Exercise objective =
Could you turn the records from the line with "Target: parked car in lot" to the line with "(451, 1088)", both ends included, into a two-column CSV with the columns text and answer, one row per record? Put each record's text and its answer in a single quoted field, with line breaks replaced by spaces.

Object location annotation data =
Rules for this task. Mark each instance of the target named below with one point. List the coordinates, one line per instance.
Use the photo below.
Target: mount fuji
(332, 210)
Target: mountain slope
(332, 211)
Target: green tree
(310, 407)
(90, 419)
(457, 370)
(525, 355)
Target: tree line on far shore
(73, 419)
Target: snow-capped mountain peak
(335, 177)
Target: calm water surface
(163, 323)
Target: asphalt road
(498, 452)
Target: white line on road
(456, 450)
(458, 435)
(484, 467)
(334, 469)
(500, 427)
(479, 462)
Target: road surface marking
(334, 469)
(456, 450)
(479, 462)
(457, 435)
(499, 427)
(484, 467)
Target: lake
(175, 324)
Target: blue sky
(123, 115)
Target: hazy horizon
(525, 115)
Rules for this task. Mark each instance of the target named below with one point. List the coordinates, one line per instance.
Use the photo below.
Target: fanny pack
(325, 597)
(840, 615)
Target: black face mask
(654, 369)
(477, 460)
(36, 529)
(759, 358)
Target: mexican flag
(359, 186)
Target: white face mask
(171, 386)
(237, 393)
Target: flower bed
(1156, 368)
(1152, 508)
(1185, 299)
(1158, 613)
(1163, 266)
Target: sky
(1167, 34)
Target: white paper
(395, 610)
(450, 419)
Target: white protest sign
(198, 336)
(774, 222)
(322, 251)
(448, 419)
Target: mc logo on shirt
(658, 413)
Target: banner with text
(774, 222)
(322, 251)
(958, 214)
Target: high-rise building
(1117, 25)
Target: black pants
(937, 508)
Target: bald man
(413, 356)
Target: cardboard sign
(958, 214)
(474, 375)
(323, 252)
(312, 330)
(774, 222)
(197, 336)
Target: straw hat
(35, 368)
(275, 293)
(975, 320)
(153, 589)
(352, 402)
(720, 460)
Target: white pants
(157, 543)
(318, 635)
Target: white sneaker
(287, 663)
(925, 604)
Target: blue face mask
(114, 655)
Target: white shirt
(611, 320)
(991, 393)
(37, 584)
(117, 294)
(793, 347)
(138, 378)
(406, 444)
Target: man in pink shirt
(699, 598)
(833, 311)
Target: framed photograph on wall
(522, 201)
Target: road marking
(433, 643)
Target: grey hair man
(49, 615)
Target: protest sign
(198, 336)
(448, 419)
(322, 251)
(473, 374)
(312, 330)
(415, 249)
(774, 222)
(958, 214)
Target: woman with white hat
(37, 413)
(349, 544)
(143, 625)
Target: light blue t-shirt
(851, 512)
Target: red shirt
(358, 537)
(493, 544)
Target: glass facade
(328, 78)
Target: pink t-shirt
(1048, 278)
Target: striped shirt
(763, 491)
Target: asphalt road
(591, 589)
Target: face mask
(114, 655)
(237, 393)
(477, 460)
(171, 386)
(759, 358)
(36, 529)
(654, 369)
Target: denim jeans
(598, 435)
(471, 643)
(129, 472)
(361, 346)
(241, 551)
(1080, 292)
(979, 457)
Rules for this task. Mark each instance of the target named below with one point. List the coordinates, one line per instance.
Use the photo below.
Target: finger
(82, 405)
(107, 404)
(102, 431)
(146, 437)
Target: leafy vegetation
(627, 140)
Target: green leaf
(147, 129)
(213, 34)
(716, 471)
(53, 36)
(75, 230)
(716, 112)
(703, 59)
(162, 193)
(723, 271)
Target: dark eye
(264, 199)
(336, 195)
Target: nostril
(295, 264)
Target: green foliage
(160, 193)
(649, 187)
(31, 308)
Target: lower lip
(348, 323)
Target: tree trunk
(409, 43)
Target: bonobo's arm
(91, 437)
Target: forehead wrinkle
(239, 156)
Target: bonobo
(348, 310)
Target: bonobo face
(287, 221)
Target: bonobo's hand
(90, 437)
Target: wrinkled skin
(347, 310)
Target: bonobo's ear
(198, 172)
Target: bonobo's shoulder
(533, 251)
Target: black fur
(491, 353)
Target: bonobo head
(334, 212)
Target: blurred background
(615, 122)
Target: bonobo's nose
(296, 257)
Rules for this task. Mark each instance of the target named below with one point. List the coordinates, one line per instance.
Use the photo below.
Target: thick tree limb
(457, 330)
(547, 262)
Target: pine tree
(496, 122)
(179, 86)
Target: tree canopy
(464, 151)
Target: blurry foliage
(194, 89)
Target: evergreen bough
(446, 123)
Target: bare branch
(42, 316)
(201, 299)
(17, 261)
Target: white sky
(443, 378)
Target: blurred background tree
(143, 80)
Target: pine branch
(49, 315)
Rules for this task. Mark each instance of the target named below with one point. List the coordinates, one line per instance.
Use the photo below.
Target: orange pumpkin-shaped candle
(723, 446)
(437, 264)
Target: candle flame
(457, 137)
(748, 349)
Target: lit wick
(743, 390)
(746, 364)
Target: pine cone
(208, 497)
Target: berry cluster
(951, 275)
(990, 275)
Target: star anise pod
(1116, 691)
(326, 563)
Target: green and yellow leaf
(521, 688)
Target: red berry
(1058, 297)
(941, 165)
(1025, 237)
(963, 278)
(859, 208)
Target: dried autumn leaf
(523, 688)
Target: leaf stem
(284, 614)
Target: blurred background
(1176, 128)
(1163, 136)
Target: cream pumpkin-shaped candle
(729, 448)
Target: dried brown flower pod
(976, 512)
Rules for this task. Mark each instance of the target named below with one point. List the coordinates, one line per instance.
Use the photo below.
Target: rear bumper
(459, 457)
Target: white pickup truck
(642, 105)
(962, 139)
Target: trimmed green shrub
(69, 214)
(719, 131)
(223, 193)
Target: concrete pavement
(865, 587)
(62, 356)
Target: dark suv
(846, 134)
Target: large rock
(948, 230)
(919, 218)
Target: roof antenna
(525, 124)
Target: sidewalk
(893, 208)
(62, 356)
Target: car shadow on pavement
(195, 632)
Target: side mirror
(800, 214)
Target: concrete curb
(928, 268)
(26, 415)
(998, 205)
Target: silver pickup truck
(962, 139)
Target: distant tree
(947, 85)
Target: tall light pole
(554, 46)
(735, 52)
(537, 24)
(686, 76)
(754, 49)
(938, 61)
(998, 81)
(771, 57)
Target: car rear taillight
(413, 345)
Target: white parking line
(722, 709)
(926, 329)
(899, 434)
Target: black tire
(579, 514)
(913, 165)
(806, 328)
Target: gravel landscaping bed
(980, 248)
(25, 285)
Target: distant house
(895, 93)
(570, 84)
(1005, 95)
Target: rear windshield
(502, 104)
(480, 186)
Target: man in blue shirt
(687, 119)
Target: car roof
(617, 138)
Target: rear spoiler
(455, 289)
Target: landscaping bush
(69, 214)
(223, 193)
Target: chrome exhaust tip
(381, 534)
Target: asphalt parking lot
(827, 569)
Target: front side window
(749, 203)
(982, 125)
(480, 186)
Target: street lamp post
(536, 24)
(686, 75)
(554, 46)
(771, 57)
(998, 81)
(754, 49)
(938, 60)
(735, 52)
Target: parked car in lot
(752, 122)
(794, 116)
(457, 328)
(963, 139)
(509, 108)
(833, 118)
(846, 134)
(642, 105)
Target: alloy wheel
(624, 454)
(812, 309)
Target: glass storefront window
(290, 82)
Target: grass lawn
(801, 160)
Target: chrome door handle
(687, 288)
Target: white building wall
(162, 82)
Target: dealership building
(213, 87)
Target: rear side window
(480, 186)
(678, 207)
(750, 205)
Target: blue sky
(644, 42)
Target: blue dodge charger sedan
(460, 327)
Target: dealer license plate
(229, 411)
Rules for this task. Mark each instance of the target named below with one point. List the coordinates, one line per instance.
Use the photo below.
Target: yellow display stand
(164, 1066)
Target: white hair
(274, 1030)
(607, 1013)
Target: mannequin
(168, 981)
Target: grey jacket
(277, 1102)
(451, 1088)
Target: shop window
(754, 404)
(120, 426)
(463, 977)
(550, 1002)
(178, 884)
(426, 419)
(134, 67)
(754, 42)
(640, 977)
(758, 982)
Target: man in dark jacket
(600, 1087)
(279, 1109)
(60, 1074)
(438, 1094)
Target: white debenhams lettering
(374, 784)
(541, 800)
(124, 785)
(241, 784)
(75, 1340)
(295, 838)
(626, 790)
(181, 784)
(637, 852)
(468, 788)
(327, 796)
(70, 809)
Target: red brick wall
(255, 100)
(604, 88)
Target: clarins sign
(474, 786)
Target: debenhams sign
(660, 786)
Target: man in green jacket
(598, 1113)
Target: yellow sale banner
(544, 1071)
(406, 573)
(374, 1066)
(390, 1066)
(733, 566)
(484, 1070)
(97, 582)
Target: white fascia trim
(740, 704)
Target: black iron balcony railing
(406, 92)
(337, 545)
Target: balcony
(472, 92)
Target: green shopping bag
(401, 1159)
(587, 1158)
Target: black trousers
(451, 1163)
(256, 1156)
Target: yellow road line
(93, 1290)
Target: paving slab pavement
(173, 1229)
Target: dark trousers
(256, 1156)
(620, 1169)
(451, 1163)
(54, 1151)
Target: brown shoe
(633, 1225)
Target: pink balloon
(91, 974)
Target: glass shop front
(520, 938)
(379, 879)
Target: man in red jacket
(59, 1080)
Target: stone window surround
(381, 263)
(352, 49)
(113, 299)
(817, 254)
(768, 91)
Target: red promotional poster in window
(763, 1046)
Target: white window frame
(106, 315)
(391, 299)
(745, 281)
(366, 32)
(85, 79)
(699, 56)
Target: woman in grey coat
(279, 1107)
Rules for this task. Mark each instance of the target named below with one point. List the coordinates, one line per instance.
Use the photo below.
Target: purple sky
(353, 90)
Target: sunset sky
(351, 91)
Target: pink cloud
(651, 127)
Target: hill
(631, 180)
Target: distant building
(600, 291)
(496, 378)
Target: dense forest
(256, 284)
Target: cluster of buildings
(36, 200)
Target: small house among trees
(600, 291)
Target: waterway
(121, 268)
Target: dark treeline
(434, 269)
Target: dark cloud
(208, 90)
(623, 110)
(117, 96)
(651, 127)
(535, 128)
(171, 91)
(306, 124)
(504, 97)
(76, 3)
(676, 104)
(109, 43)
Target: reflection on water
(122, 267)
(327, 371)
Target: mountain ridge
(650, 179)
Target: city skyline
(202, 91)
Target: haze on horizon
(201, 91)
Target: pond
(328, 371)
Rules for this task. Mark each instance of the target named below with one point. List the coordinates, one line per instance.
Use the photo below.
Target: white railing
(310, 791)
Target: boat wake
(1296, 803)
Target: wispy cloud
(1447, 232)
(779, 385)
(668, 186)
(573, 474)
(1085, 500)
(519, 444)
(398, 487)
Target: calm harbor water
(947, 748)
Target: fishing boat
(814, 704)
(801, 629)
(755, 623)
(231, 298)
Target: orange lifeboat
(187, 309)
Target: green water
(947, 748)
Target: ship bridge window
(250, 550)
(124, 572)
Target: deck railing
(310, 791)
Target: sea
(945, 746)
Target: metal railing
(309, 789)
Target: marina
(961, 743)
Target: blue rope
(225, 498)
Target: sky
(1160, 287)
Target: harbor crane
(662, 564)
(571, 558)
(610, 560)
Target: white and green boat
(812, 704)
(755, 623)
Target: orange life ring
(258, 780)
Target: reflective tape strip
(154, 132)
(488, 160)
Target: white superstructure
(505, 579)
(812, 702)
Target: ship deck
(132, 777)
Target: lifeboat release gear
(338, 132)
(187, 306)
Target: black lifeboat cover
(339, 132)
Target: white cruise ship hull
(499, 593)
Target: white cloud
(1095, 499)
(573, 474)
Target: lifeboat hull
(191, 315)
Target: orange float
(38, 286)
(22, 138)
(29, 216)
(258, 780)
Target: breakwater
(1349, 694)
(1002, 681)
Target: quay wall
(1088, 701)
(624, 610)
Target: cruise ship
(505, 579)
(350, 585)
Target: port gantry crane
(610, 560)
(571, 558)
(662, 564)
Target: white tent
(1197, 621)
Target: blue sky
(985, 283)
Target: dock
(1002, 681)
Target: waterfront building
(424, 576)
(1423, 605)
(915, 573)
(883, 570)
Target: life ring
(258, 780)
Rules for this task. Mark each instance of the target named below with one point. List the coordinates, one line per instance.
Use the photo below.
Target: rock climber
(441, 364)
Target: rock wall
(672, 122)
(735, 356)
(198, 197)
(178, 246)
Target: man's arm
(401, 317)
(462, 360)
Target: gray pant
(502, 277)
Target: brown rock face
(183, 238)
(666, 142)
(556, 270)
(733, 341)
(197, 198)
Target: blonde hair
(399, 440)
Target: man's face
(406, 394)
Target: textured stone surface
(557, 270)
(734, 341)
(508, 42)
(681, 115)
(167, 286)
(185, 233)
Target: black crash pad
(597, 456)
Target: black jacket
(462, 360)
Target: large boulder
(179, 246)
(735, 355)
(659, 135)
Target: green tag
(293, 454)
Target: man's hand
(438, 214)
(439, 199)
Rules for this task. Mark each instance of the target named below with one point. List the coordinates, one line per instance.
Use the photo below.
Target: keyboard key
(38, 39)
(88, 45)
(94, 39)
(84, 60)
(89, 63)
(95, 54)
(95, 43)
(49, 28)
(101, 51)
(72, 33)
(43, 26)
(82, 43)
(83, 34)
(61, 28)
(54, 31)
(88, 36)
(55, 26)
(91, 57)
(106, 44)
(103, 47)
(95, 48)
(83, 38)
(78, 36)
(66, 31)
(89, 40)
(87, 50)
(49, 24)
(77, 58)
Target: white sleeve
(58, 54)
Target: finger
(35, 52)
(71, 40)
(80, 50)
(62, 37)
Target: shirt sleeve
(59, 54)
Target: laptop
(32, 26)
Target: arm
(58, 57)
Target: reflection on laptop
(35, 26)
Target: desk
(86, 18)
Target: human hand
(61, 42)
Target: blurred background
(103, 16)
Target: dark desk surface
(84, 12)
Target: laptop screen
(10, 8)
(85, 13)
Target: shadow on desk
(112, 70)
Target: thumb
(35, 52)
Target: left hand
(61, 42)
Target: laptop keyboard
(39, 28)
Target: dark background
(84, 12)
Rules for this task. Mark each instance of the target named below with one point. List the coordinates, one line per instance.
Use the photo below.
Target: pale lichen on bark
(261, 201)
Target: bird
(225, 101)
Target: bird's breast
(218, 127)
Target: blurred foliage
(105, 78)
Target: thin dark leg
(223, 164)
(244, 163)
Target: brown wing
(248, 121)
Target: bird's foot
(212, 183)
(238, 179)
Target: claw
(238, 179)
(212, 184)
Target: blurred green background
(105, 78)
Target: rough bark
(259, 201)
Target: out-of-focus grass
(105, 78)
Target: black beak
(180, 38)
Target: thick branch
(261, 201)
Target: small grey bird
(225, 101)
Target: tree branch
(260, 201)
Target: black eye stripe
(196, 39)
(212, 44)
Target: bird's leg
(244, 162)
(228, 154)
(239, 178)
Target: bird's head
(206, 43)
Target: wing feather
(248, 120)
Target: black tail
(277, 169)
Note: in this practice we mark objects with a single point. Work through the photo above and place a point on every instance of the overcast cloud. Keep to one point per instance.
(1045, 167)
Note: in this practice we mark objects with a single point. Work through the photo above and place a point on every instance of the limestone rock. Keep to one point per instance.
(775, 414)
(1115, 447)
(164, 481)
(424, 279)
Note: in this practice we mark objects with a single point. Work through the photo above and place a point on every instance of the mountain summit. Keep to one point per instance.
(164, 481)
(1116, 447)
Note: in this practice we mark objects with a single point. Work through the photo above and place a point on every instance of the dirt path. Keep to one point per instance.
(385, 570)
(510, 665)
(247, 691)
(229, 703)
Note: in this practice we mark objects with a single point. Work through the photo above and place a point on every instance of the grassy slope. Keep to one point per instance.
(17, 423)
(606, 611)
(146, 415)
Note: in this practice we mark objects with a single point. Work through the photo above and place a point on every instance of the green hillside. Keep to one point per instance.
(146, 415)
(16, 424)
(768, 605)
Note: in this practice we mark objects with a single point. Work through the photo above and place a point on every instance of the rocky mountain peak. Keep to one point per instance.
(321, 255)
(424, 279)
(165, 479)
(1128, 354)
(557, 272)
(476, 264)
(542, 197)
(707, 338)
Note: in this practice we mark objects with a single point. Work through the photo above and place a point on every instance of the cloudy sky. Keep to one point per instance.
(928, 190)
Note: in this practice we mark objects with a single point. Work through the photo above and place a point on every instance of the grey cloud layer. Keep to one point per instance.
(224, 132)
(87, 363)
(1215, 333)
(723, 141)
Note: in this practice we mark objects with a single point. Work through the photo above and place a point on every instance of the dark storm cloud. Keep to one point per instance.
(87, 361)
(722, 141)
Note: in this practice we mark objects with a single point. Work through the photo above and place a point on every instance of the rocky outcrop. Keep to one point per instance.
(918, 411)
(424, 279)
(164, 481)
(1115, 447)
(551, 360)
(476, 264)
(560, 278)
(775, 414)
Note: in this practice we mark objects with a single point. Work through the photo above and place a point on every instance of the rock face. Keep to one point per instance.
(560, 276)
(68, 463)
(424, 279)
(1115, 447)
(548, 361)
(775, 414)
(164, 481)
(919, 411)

Answer for this exercise =
text,answer
"Target: parked car in lot","(752, 122) (794, 116) (457, 328) (963, 139) (509, 108) (833, 118) (846, 134) (642, 105)"
"Target: alloy wheel","(624, 454) (812, 309)"
"Target: glass storefront window","(290, 82)"
"Target: grass lawn","(801, 160)"
"Target: chrome door handle","(687, 288)"
"Target: white building wall","(162, 82)"
"Target: dealership building","(213, 87)"
"Target: rear side window","(480, 186) (678, 207) (750, 205)"
"Target: blue sky","(644, 42)"
"Target: blue dodge charger sedan","(460, 327)"
"Target: dealer license plate","(229, 411)"
"Rules for this task. Mark each instance of the target named below with one point. List the coordinates, one line per instance. Use the photo below. Target: yellow display stand","(164, 1066)"
"Target: white hair","(274, 1030) (607, 1013)"
"Target: mannequin","(168, 981)"
"Target: grey jacket","(277, 1102) (451, 1088)"